┏━━

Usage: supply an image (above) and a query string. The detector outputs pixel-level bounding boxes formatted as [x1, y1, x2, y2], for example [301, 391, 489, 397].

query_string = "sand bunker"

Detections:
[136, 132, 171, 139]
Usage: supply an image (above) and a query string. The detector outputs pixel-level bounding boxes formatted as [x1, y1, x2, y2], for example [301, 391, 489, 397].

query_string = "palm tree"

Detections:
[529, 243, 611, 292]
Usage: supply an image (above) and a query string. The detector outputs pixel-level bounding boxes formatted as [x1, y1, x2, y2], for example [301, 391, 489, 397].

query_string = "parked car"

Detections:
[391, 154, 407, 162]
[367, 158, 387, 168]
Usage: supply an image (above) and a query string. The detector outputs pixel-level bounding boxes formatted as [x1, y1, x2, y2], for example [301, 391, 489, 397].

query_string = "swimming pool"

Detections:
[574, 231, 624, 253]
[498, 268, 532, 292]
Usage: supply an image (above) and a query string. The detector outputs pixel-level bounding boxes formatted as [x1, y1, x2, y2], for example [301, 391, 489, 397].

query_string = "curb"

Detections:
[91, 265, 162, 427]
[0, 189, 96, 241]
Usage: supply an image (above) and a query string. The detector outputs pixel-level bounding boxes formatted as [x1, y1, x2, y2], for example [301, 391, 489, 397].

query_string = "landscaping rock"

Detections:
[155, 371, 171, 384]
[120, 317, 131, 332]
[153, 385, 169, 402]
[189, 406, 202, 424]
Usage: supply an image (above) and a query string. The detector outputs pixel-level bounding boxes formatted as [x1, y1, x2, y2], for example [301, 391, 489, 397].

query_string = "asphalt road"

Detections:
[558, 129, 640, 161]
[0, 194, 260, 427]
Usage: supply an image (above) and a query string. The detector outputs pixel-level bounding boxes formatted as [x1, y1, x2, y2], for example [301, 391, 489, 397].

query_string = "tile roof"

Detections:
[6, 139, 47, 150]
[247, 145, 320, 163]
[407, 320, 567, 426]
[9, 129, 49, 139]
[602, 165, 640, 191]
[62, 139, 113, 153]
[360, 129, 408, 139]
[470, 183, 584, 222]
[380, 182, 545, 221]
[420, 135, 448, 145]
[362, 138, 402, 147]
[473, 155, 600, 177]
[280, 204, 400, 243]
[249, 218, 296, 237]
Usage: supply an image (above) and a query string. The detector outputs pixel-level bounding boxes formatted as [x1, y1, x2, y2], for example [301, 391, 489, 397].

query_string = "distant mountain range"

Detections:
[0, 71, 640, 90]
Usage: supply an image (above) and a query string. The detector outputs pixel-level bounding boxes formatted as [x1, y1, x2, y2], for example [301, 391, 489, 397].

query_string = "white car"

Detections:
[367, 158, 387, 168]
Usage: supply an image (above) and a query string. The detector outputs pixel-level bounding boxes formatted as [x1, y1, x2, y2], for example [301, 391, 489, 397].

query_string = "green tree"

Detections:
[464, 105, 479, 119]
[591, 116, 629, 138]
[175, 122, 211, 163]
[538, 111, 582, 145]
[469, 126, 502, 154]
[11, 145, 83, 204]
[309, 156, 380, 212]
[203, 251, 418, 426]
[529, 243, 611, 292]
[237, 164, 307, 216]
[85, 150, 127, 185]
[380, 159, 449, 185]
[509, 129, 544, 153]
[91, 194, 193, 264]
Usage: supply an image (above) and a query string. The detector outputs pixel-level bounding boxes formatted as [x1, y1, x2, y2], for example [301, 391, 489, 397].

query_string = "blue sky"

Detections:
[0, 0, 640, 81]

┗━━

▶ Consigne
Repérez toutes les lignes ci-dessus qui contiennent la chaîne « tree » en respectant la casse, puis recopiez-les.

▶ Réponse complète
query_string = "palm tree"
query_string = "green tree"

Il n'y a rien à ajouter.